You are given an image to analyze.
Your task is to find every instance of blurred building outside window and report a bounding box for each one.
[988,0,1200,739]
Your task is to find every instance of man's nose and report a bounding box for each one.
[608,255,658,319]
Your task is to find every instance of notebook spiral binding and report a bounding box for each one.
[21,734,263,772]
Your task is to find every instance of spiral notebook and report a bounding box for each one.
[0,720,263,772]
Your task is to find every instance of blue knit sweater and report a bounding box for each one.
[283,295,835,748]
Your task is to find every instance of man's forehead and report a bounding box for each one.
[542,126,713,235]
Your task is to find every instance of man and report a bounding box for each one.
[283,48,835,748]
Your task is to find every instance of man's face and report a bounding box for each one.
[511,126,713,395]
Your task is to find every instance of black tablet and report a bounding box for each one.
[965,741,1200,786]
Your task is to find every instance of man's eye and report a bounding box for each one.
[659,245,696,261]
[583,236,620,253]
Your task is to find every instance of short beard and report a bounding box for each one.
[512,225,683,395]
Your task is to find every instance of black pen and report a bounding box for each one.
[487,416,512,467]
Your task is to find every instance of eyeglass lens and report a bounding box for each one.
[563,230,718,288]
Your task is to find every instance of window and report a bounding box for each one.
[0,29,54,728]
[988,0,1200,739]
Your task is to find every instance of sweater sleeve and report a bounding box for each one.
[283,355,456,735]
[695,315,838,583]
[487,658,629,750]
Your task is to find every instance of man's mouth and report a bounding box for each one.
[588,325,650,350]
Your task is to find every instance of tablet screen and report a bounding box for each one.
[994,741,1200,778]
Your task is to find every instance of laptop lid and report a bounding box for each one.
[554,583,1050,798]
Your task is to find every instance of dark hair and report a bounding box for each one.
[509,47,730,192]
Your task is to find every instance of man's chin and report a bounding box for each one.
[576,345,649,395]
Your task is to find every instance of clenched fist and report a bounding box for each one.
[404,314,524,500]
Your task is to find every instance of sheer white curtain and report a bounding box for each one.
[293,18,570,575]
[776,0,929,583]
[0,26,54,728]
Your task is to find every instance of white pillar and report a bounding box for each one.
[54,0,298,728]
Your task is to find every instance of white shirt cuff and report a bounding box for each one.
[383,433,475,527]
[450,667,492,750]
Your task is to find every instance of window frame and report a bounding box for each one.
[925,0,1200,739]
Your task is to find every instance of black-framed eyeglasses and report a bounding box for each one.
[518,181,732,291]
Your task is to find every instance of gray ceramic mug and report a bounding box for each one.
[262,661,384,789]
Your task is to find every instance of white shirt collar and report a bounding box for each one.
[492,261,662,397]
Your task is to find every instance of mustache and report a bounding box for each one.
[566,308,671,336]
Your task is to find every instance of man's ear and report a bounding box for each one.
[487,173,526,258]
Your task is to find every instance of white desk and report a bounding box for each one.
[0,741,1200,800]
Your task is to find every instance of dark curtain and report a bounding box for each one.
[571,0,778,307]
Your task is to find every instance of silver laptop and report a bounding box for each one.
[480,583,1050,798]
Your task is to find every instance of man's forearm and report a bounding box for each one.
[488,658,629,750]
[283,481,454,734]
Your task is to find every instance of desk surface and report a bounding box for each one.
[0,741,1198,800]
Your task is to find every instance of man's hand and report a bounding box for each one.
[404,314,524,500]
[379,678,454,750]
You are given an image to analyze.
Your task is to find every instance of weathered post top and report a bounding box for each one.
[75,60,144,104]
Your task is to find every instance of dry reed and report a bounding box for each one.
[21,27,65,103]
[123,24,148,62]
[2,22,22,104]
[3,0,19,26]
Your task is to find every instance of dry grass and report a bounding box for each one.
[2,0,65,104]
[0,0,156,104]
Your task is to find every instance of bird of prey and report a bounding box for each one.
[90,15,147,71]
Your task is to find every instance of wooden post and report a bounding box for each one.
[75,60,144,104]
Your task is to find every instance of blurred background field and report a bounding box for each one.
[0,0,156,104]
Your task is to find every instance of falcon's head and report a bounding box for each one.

▸ The request: Please quote the data above in full, with no line missing.

▸ Result for this task:
You are given an image to analyze.
Your task is to find every instance of blurred building outside window and report a bounding box for each one.
[988,0,1200,739]
Your task is to find every instance of man's nose and report a bounding box for each one.
[608,255,658,319]
Your task is to find every instance of notebook spiral binding and report a bounding box for each one.
[21,734,263,772]
Your task is to find every instance of spiral notebook and report a bounding box for each one.
[0,720,263,772]
Your task is to find every instance of blue knit sweater and report a bounding box for each one.
[283,295,835,748]
Your task is to find every instance of man's forehead and report a bounding box for each one.
[542,126,713,235]
Your task is to find every instance of man and report a bounding box for each one.
[283,48,835,748]
Your task is to find every instance of man's face and report a bounding box for each one.
[511,126,713,395]
Your task is to find every instance of black tablet and report a bounding box for each one.
[965,741,1200,786]
Your task is to find every instance of man's eye and report a bounding box for each one.
[659,245,696,261]
[583,236,620,253]
Your task is to find every instance of short beard and report a bounding box for each one.
[512,225,683,395]
Your task is to find every instance of black pen and report a bounding box for each one.
[487,416,512,467]
Your task is to find every instance of eyeglass lens and report a bounding box for each one.
[563,230,718,288]
Your task is to find every instance of window and report a bounding box for each one.
[0,29,54,728]
[988,0,1200,739]
Your task is to find every instance of sweater sleeve and report a bounding box for each one.
[283,355,456,735]
[695,315,838,583]
[487,658,629,750]
Your task is to find every instance of man's mouth and report a bounding box for each one.
[588,325,650,350]
Your task is to find every instance of tablet screen and report a bounding box for each one.
[994,741,1200,778]
Your task is to find every instance of laptop lid and report a bounding box for each one.
[554,583,1050,798]
Your task is to find every instance of dark hair and report a bounding box for each one.
[509,47,730,192]
Your task is to find every instance of man's chin and report a bounding box for each one.
[576,345,649,395]
Your task is to find every instance of clenched fist and report a bounding box for each one.
[404,314,524,500]
Your task is to find every instance of sheer white curtain and report a bounding box for each one.
[293,18,570,575]
[776,0,929,583]
[0,26,54,728]
Your task is to find every instance of white pillar and report a bounding box for each one.
[54,0,298,728]
Your task is to find every instance of white shirt cuff and report a bounding box for each one.
[383,433,475,527]
[450,667,492,750]
Your task is to find every instance of window frame and report a bounding box for each one.
[925,0,1200,739]
Your task is to find every instance of black-framed eyeglasses and report a bounding box for each one.
[518,181,732,291]
Your task is to find every instance of gray ceramic mug and report a bounding box for each one.
[262,661,384,789]
Your task is to find every instance of white shirt collar and report a bounding box for each one.
[492,261,662,397]
Your task is to find every instance of mustache and report a bounding box for each one.
[566,308,671,336]
Your task is to find every instance of man's ear and report a bounding box for each one.
[487,173,526,258]
Your task is to find every instance of white desk and report a bounding box for each one.
[0,741,1200,800]
Your task is to find every instance of dark curtain and report a bounding box for each one.
[571,0,778,307]
Your task is to find every instance of silver laptop and report a bounding box for each one.
[480,583,1050,798]
Your task is to find every instance of man's forearm and report a bounding box for each one.
[488,658,629,750]
[283,481,454,734]
Your task is to find every instance of desk surface and report a bounding box for each one.
[0,741,1198,800]
Your task is to find every instance of man's hand and report a bounding box for each one.
[404,314,524,500]
[379,678,454,750]
You are given an image to analyze.
Your task is to find every instance of weathered post top and report a bounding box for each one.
[75,60,144,104]
Your task is to find every instance of dry reed and report a bounding box for each one.
[21,27,65,103]
[123,24,148,62]
[2,22,22,104]
[3,0,19,26]
Your task is to find every instance of dry grass and report a bounding box for each one.
[2,0,65,104]
[0,0,156,104]
Your task is to find every instance of bird of prey and report a bounding box for each one.
[90,15,147,71]
Your task is to find every instance of wooden post and report a bounding box for each one.
[75,60,144,104]
Your task is to find every instance of blurred background field and report a bounding box for each one.
[0,0,156,104]
Your task is to find every instance of falcon's head and report a bounding box for each one.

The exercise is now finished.